■ Provided text:

+-------+

The innate immune system is linked to the adaptive immune system through dendritic cells.3 When the innate immune system is activated, the dendritic cells travel to nearby lymph nodes and present antigen to T cells, activating them. When the dendritic cell presents an antigen, the response to that antigen depends on the microenvironment where the dendritic cell found the antigen. Ultimately, T cells are responsible for cell-mediated immune responses, which are considered the most important mechanism used by the immune system to kill solid tumors.3

CANCER VACCINES

Knowledge of how dendritic cells work has led to sipuleucel-T, which is based on ex vivo (cultured outside the body) activated dendritic cells. A patient’s monocytes, a precursor of dendritic cells, are incubated with a fusion protein that links the target antigen, Prostatic Acid Phosphatase, to a cytokine known as granulocyte-macrophage colony-stimulating factor (GM-CSF). This fusion protein drives the monocytes to mature into dendritic cells. The target antigen causes the activated dendritic cells to produce an immune response against the prostate cancer. Sipuleucel-T was approved by the US Food and Drug Administration (FDA) to treat patients with metastatic prostate cancer. In a randomized, controlled trial, sipuleucel-T improved median survival by 4.1 months, compared with placebo.4

MONOCLONAL ANTIBODIES

Monoclonal antibodies are now standard of care for a number of tumor types. Antibodies are proteins that bind to a specific antigen. Monoclonal antibodies are designed to recognize very specific antigens on certain types of tumor cells. Monoclonals circulate in the body until they find and attach to the antigen. Once attached, some monoclonal antibodies work by attracting other immune system cells that destroy the cells containing the antigen; others block tumor antigens or molecules that promote the survival of tumors.3,5

Commonly used monoclonal antibodies include trastuzumab (Herceptin), which targets HER2 and is FDA-approved for the treatment of breast cancer and metastatic gastric cancer; and rituximab, which targets CD20 and is FDA-approved for non-Hodgkin lymphoma and chronic lymphocytic leukemia (CLL). Trastuzumab’s target, the HER2 protein receptor, can be expressed in large amounts on the surface of some cancer cells, where it helps the cells to grow. When trastuzumab binds to the HER2 receptor, it inactivates the receptor. Antibodies such as trastuzumab and rituximab are known as naked monoclonal antibodies, meaning they do not have a drug or radioactive material attached to them. Most naked monoclonal antibodies work through antibody-dependent cell-mediated cytotoxicity (ADCC), in which natural killer cells recognize those cells coated with antibodies and kill them.

+-------+

■ Data provided:

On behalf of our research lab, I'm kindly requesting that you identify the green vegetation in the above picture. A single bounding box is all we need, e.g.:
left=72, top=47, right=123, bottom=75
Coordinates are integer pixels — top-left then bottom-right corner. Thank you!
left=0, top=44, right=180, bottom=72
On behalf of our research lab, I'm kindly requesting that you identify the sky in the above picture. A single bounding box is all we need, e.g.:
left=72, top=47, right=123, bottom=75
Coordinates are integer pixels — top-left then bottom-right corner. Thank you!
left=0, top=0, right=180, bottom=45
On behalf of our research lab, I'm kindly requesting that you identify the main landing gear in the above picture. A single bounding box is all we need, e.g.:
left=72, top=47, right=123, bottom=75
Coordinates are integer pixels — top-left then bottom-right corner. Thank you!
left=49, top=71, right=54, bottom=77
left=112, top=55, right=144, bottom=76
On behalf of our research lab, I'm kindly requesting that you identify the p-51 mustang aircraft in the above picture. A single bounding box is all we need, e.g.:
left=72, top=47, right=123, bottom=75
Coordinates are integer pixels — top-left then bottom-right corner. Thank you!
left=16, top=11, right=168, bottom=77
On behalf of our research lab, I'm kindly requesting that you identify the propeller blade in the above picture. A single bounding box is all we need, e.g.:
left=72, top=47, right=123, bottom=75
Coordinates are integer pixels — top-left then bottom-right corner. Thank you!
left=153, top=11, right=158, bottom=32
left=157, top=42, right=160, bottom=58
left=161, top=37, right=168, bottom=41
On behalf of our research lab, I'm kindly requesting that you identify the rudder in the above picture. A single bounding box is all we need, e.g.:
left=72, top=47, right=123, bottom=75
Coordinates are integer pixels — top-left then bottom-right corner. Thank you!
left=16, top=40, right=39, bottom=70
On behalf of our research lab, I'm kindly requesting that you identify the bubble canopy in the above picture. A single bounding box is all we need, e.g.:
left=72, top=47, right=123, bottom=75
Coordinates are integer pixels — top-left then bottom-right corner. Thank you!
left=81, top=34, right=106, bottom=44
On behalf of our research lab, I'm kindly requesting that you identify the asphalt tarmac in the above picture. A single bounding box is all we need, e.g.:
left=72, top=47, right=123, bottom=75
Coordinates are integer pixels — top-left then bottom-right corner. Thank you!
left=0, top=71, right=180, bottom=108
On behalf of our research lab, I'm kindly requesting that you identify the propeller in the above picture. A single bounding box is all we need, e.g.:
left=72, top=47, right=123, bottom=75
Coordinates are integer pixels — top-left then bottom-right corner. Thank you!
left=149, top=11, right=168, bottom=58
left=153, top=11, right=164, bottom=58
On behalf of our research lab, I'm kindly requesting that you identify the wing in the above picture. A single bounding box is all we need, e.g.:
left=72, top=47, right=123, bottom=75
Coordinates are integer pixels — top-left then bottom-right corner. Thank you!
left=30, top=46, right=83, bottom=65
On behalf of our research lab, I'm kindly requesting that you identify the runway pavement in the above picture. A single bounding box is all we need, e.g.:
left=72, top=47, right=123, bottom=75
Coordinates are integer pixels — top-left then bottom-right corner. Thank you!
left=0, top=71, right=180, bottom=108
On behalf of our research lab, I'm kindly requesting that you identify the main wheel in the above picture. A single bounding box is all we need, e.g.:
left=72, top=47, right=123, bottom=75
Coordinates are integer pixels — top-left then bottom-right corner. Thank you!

+-------+

■ Exercise instructions:
Continue the passage on immune-based cancer treatments from its last sentence, in the same style.

■ Answer:
Monoclonal antibodies can have a chemotherapy drug, toxic agent, or radioactive material attached to them. Ado-trastuzumab emtansine (TDM-1; Kadcyla) received FDA approval in 2013 for the treatment of metastatic HER2-positive breast cancer in patients who failed prior therapy with trastuzumab and a taxane.1 This antibody-drug conjugate adds the potent microtubule-disrupting drug DM1 to trastuzumab—in other words, a targeted delivery of chemotherapy to cells that overexpress HER2.6 Also in 2013, brentuximab vedotin (anti-CD30-MMAE [monomethyl auristatin E]; Adcetris) was approved by the FDA for the treatment of relapsed or refractory Hodgkin lymphoma or anaplastic large cell lymphoma.1 This drug uses the brentuximab antibody to target CD30, which has limited expression in healthy tissue but is expressed by Hodgkin lymphoma and anaplastic large cell lymphoma. Brentuximab vedotin delivers MMAE, a cytotoxic agent that causes cell death by apoptosis.7

An example of a monoclonal antibody with a radioactive particle attached is ibritumomab tiuxetan (Zevalin). Ibritumomab tiuxetan is an antibody against CD20 with yttrium-90 attached. It is FDA-approved for the treatment of refractory non-Hodgkin lymphoma.1 CD20 is expressed on the surface of lymphocytes, including the cancer cells of patients with non-Hodgkin lymphoma. The radiation enhances the killing effect of the antibody.